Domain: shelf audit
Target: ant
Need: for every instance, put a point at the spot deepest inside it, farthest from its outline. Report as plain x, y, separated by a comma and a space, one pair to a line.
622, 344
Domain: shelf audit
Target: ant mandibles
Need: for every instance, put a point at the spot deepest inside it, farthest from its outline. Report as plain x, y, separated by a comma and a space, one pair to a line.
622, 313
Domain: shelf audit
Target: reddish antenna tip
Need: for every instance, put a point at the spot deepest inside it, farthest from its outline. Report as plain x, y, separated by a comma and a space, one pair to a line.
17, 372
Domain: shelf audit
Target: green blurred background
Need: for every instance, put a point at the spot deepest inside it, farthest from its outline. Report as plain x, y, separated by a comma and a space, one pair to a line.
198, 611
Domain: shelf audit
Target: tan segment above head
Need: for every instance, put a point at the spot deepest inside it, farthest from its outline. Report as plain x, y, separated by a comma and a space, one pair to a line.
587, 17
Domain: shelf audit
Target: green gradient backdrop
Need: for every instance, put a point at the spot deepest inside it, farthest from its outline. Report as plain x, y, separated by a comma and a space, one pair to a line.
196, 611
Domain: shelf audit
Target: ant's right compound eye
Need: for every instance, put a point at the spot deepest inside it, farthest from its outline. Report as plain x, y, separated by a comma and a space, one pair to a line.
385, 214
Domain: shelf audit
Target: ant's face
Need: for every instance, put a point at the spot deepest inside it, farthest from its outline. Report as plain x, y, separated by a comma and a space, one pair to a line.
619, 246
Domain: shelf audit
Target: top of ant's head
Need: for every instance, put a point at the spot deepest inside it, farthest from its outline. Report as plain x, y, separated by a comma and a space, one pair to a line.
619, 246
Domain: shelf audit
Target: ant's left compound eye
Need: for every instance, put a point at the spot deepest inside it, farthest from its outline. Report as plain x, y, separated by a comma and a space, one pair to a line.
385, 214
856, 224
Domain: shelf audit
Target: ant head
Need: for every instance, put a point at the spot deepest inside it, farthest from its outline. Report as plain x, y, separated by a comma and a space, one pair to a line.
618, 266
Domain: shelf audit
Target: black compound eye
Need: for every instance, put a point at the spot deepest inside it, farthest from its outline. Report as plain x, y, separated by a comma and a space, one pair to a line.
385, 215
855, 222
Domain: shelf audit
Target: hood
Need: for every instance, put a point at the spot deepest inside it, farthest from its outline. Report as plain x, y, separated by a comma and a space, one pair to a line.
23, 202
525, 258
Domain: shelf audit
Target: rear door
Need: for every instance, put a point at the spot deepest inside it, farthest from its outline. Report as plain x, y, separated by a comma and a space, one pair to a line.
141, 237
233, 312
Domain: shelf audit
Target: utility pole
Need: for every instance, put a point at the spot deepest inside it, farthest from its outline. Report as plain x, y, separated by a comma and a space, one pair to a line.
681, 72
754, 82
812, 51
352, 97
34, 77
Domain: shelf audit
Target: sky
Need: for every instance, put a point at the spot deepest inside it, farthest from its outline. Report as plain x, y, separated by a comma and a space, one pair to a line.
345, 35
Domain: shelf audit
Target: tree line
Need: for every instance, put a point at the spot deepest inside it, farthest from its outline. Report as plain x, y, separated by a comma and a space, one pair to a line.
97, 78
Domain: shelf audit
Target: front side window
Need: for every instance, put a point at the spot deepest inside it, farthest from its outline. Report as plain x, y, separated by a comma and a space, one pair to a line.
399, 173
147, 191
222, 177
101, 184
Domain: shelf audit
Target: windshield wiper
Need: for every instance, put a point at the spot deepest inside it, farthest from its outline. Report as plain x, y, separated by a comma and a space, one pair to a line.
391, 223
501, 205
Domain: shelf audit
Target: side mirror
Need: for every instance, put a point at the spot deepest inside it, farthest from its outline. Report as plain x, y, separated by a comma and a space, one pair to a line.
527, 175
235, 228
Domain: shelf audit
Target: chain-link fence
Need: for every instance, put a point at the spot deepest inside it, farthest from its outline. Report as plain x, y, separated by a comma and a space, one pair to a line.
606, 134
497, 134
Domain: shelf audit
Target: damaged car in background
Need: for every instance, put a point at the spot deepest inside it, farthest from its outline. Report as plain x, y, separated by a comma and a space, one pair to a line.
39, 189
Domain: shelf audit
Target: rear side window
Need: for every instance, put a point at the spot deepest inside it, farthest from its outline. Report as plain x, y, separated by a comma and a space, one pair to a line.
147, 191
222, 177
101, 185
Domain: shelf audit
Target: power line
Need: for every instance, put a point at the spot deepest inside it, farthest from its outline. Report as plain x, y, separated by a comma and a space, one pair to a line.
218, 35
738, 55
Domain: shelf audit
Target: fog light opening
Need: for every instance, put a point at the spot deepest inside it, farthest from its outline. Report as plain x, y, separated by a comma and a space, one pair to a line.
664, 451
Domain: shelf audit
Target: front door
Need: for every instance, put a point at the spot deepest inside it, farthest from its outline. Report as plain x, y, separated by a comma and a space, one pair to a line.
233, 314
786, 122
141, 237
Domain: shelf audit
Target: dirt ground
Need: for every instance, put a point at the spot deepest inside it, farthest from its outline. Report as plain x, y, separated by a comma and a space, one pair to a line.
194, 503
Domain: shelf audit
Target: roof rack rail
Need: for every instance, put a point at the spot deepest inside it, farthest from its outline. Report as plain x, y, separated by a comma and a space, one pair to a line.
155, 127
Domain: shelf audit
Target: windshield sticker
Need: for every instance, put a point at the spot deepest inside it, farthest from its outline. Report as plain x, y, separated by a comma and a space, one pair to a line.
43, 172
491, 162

##########

> Your objective: Every record should be given again exactly.

> Response to the exercise:
Domain: shelf audit
Target: ant
Need: for every instance, put a point at the spot deepest inside it, farthest from its outline. Report as plain x, y, separated by a comma and a space, one pair to a line.
622, 344
Domain: shelf audit
Target: ant mandibles
Need: for every instance, put a point at the spot deepest inside it, farthest from its outline. Report as plain x, y, separated by a comma and a space, one pair to a line.
622, 313
Domain: shelf audit
Target: reddish antenna tip
Need: for every instance, put a point at the spot deepest inside it, farthest from its outline. Report as plain x, y, separated by a comma and a space, one pair to a line.
17, 372
Domain: shelf audit
Target: green blurred background
Need: for every instance, put a point at the spot deepest inside it, farthest from its outline. Report as plain x, y, separated by a comma and a space, one pair to a line.
198, 611
Domain: shelf audit
Target: tan segment above head
Need: for every instance, put a point at the spot deepest inside it, farthest from its outline. Report as plain x, y, separated by a comma and a space, one pair to a line.
587, 17
Domain: shelf audit
Target: green gradient backdrop
Need: for every instance, put a point at the spot deepest inside it, farthest from its outline. Report as plain x, y, separated by a comma and a space, one pair to a line.
196, 611
Domain: shelf audit
Target: ant's right compound eye
Need: for every instance, put a point at the spot deepest inside it, farthest from its outline. Report as plain x, y, separated by a comma and a space, one pair to a line.
385, 214
Domain: shelf audit
Target: ant's face
Need: for every instance, put a point at the spot deepest inside it, farthest from its outline. Report as plain x, y, separated by a comma and a space, one pair to a line.
619, 246
Domain: shelf audit
Target: top of ant's head
Need: for every instance, put a point at the spot deepest inside it, farthest from its outline. Report as plain x, y, separated by a comma and a space, one pair to a line.
619, 246
Domain: shelf audit
Target: ant's left compound eye
Need: for every instance, put a point at the spot deepest inside it, farthest from its outline. Report as plain x, y, separated by a comma and a space, one pair to a line.
385, 214
856, 224
Domain: shelf audit
Target: ant head
Need: for every instance, put a point at the spot deepest inside it, farthest from its outline. Report as plain x, y, separated by a comma and a space, one pair to a line.
618, 266
Domain: shelf audit
Target: black compound eye
Need: for every instance, put a point at the spot deepest inside it, farthest from its outline. Report as plain x, y, separated by a comma and a space, one pair to a line.
385, 215
855, 222
Domain: shelf audit
Target: hood
Need: for every instance, put a point at the spot deepest inside it, farthest from its outline. Report as plain x, y, separated by a comma and a space, one pair to a line.
23, 202
525, 258
Domain: shelf audit
Target: rear door
Need: for every instance, put a point at the spot deepest inside it, farthest from its outline. Report as plain x, y, separated by a comma and a space, one pair to a line.
141, 237
233, 312
Domain: shelf audit
Target: utility pole
Need: for every instance, put a point at the spot deepest inside it, farthest from its outline. Report as plain x, y, separated by a comma and a space, one pair to a line.
681, 72
754, 82
812, 51
352, 97
34, 77
Domain: shelf audit
Target: sky
Need: for every instance, put a point at the spot deepest inside it, farthest from its outline. Report as plain x, y, separated by a comma and a space, one pair to a line.
345, 35
Domain: shelf audit
Target: tree line
Need: for every instance, put a point at the spot deepest inside it, farthest from its outline. Report as plain x, y, separated by a comma and a space, one pair to a line.
97, 78
Domain: shelf audit
Target: front side window
Need: for every instance, put a point at the spot deepest inside it, farthest from its outline. Report as plain x, y, separated by a comma and a space, one pair to a line.
399, 173
147, 191
222, 177
101, 184
Domain: shelf audit
Target: windshield wiper
Need: for every instance, put a point at the spot deepest inside it, farthest from its outline. Report as plain x, y, separated by a comma and a space, one pair to a line.
391, 223
501, 205
Domain: shelf audit
Target: side mirror
Need: for every instance, put a point at the spot deepest inside it, farthest from its outline. Report as plain x, y, separated by a comma and a space, one pair to a line.
527, 175
235, 228
Domain: shelf audit
Target: chain-link fence
Need: for every instance, put a point at the spot deepest inside it, farthest from its outline. Report as plain x, y, separated by a comma and a space, one pair to a line.
606, 134
497, 134
Domain: shelf audit
Target: damaged car in background
Need: for every instance, put a point at the spot deepest inside it, farthest from its outline. Report as plain x, y, separated by a comma and a space, one pair to a line.
39, 189
Domain: shelf audit
Target: rear side window
Need: for every instance, put a point at the spot deepest inside it, farthest from its outline. Report as plain x, y, separated by a comma and a space, one pair to a line.
147, 191
222, 177
101, 185
Domain: shelf audit
Target: power line
Need: for every instance, put a point at the spot deepest inside it, farthest from its outline. Report as plain x, y, separated by a comma and a space, one pair to a line.
218, 35
738, 55
Domain: shelf audit
Target: fog light opening
Need: for every instance, put a point at the spot deepest inside it, farthest from its outline. Report as plain x, y, separated by a comma and a space, one pair to a line.
664, 451
Domain: shelf audit
Target: front door
Need: for every instance, put a point at the spot deepest inside it, farthest from its outline. Report as plain x, y, separated by a comma and a space, one pair to a line.
233, 314
786, 122
141, 237
Domain: shelf audit
Target: dirt ground
Need: for every instance, put a point at the spot deepest inside it, farthest from its outline. Report as plain x, y, separated by a comma and a space, one pair to a line.
194, 503
Domain: shelf audit
Target: roof rack rail
Need: for every instance, put a point at the spot deepest inside it, farthest from its outline. Report as plain x, y, separated by a comma and a space, one pair to a line.
155, 127
Domain: shelf audit
Target: windshield sticker
Need: for every instance, put a point at the spot deepest inside it, farthest from its outline. Report as plain x, y, separated by a comma and a space, one pair to a line.
43, 172
491, 162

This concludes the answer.